- _Your task_:
Write out the rows again from the line with "Check that every" to the line with "224), (24, 242)]", switching "green tree" to "pine tree" and changing nothing else.

- _Dataset extract_:
- - - -

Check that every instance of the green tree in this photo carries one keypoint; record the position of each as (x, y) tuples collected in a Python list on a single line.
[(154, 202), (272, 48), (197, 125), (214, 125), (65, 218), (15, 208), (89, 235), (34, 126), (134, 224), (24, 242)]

- - - -

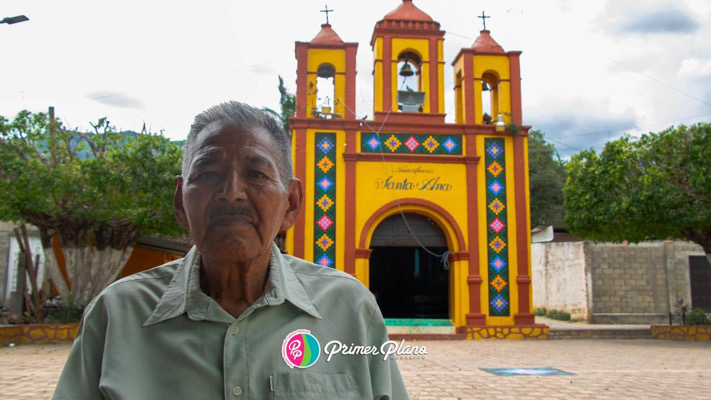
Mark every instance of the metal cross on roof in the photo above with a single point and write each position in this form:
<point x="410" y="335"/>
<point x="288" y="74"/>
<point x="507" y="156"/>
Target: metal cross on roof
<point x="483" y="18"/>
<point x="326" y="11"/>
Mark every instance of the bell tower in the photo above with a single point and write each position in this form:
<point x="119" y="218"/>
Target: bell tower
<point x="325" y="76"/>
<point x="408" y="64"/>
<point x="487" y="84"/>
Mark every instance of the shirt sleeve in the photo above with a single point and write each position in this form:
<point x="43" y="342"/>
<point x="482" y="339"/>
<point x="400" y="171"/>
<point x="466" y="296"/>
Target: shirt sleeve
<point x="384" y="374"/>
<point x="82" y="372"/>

- - - -

- _Final result_:
Check that every instance of the pine tree in this photo carries one keypoint; record the position of each as (x, y) tuples collected in a Python list on a single line.
[(154, 202), (272, 48), (197, 125), (214, 125), (65, 218), (15, 208), (89, 235), (34, 126), (134, 224), (24, 242)]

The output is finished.